** Aufgaben bearbeiten **
**A.** Bitte gib den Absatz im Textauszug, der mit „Da die kleine Untereinheit“ beginnt, als kurze Stichpunktliste wieder und behalte dabei seine wesentlichen Fakten bei.
**B.** Mit welchem Molekül geht die Shine-Dalgarno-Sequenz laut Textauszug eine vorübergehende Basenpaarung ein?
**C.** Nenne alle Phasen, in die der Textauszug die Vorgänge bei der Translation aufteilt.
━━ Textauszug ━━
Mechanismus der Translation


Die Vorgänge bei der Translation werden in drei Phasen aufgeteilt: Initiation, Elongation und Termination.

Die Initiation ist bei Prokaryoten und Eukaryoten unterschiedlich:


Initiation bei E. coli

Die kleine 30S Ribosomenuntereinheit muss sich an das zu translatierende mRNA-Molekül anlagern, und zwar nicht an einer beliebigen Position, sondern an einer spezifischen Stelle unmittelbar stromaufwärts (Richtung 5') vom Translationsstartcodon der mRNA. Der richtige Ort für die Anlagerung ist durch eine Nukleotidsequenz bestimmt, welche in E. coli folgendendermassen lautet:



5'-AGGAGGU-3'


Diese als Shine-Dalgarno-Sequenz (S/D-Sequenz) bekannte Nukleotidfolge geht eine vorübergehende Basenpaarung mit einem Teil des 16S rRNA ein und ermöglicht so der 30S Untereinheit, an die mRNA zu binden.
Da die kleine Untereinheit einen viel grösseren Bereich abdeckt als die Länge der Shine-Dalgarno-Sequenz, ist mit der Identifikation der Ribosomenbindungsstelle auch gleich das Startcodon AUG korrekt positioniert. Das Startcodon liegt nämlich üblicherweise nur etwa 10 Nukleotide hinter der S/D-Sequenz. Das AUG-Triplett ist das Translationsstartcodon der mRNA, d.h. es markiert die Stelle, an der die Translation beginnen muss.
━━━
━━ Bereitgestelltes Material ━━
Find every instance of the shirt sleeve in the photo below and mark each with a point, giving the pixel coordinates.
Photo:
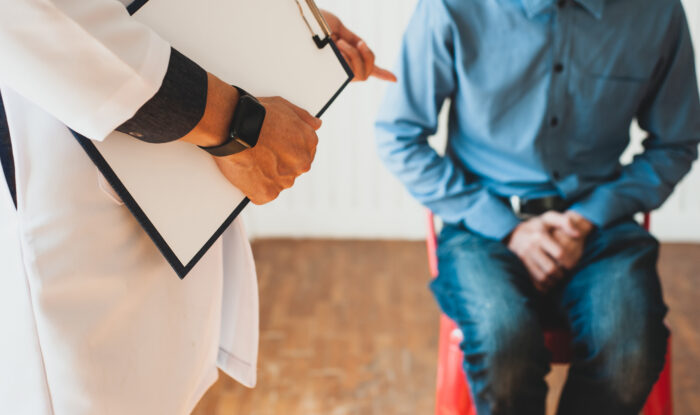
(86, 62)
(670, 115)
(176, 108)
(409, 115)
━━━
** Antworten je Aufgabe **
**A.**
- Die kleine Untereinheit deckt einen viel größeren Bereich ab als die Shine-Dalgarno-Sequenz.
- Deshalb ist mit der Identifikation der Ribosomenbindungsstelle auch das Startcodon AUG korrekt positioniert.
- Das Startcodon liegt üblicherweise nur etwa 10 Nukleotide hinter der S/D-Sequenz.
- Das AUG-Triplett markiert die Stelle, an der die Translation beginnen muss.

**B.** Mit einem Teil der 16S rRNA.

**C.** Initiation, Elongation, Termination